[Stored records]
<<<<
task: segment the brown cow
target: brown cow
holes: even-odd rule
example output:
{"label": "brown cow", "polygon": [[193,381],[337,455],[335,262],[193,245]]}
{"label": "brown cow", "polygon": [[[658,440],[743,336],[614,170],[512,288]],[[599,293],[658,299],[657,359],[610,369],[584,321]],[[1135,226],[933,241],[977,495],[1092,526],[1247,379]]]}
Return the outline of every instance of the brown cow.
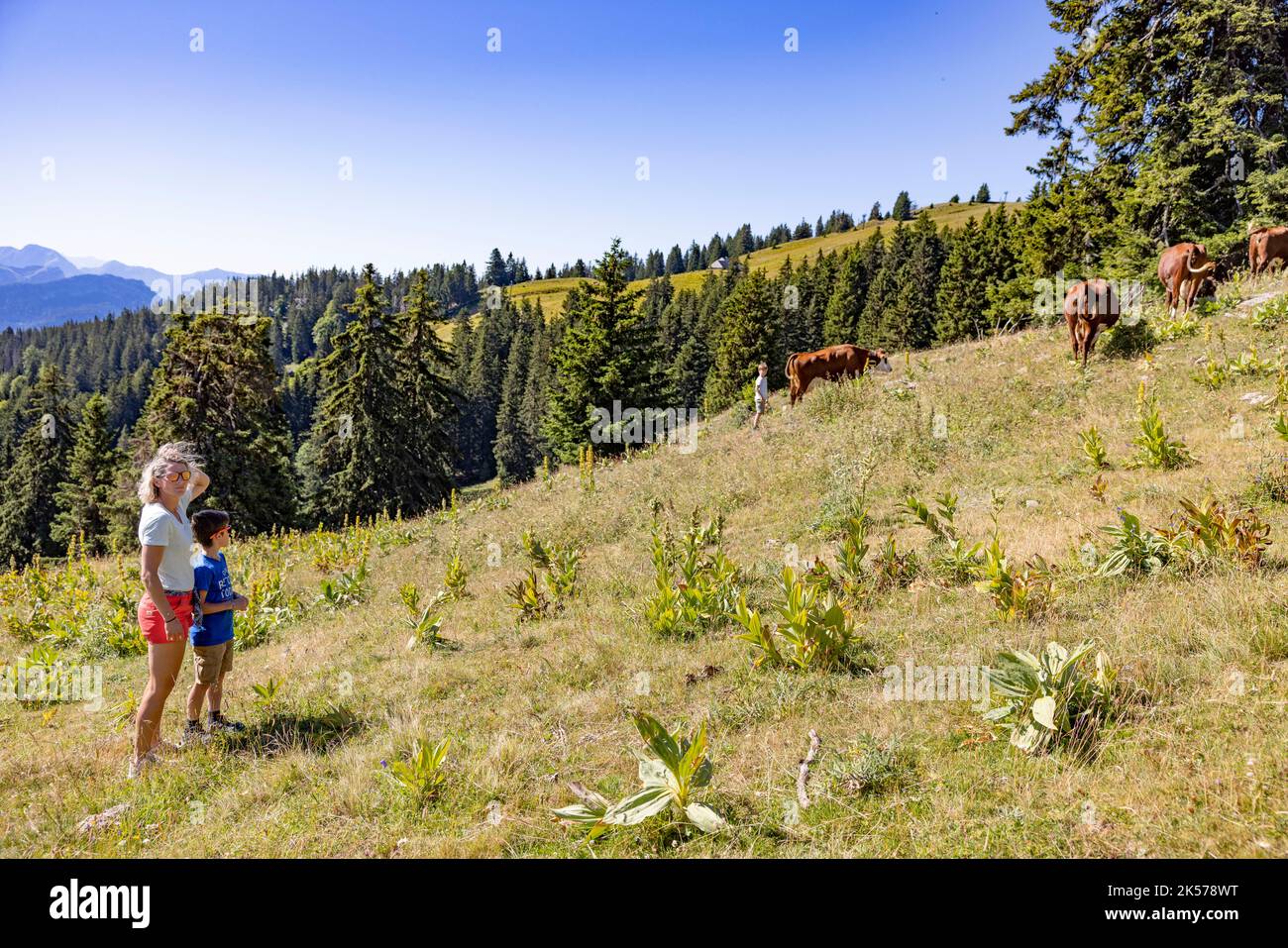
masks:
{"label": "brown cow", "polygon": [[1182,312],[1189,312],[1203,281],[1213,273],[1216,261],[1208,260],[1207,247],[1202,243],[1177,243],[1164,250],[1158,258],[1158,278],[1167,290],[1168,314],[1176,316],[1182,300]]}
{"label": "brown cow", "polygon": [[1064,295],[1064,321],[1069,323],[1069,344],[1073,358],[1082,359],[1087,367],[1087,357],[1096,345],[1100,330],[1106,330],[1118,322],[1118,294],[1108,280],[1083,280],[1069,287]]}
{"label": "brown cow", "polygon": [[787,357],[787,381],[791,383],[792,404],[805,397],[815,379],[859,377],[868,366],[873,372],[889,372],[890,361],[881,349],[863,349],[842,343],[818,352],[793,352]]}
{"label": "brown cow", "polygon": [[1252,276],[1278,260],[1288,265],[1288,227],[1262,227],[1248,234],[1248,265]]}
>>>>
▶ [To do]: Type out the items above again word for word, leaving out the pictures.

▶ [Answer for the task]:
task: segment the brown cow
target: brown cow
holes: even-odd rule
example output:
{"label": "brown cow", "polygon": [[193,381],[337,455],[335,262],[193,245]]}
{"label": "brown cow", "polygon": [[[658,440],[743,336],[614,170],[512,288]],[[599,293],[658,299],[657,359],[610,369],[584,321]],[[1135,226],[933,241],[977,495],[1092,526],[1247,379]]]}
Return the outline of every instance of the brown cow.
masks:
{"label": "brown cow", "polygon": [[1182,312],[1189,312],[1203,281],[1213,273],[1216,261],[1208,260],[1207,247],[1202,243],[1177,243],[1164,250],[1158,258],[1158,278],[1167,290],[1168,314],[1176,316],[1182,300]]}
{"label": "brown cow", "polygon": [[1064,295],[1064,321],[1069,323],[1069,344],[1073,358],[1082,359],[1087,367],[1087,357],[1096,345],[1100,330],[1106,330],[1118,322],[1118,294],[1108,280],[1083,280],[1069,287]]}
{"label": "brown cow", "polygon": [[787,357],[787,381],[791,383],[792,404],[805,397],[815,379],[859,377],[868,366],[873,372],[889,372],[890,361],[881,349],[863,349],[842,343],[818,352],[793,352]]}
{"label": "brown cow", "polygon": [[1252,276],[1278,260],[1288,265],[1288,227],[1262,227],[1248,234],[1248,265]]}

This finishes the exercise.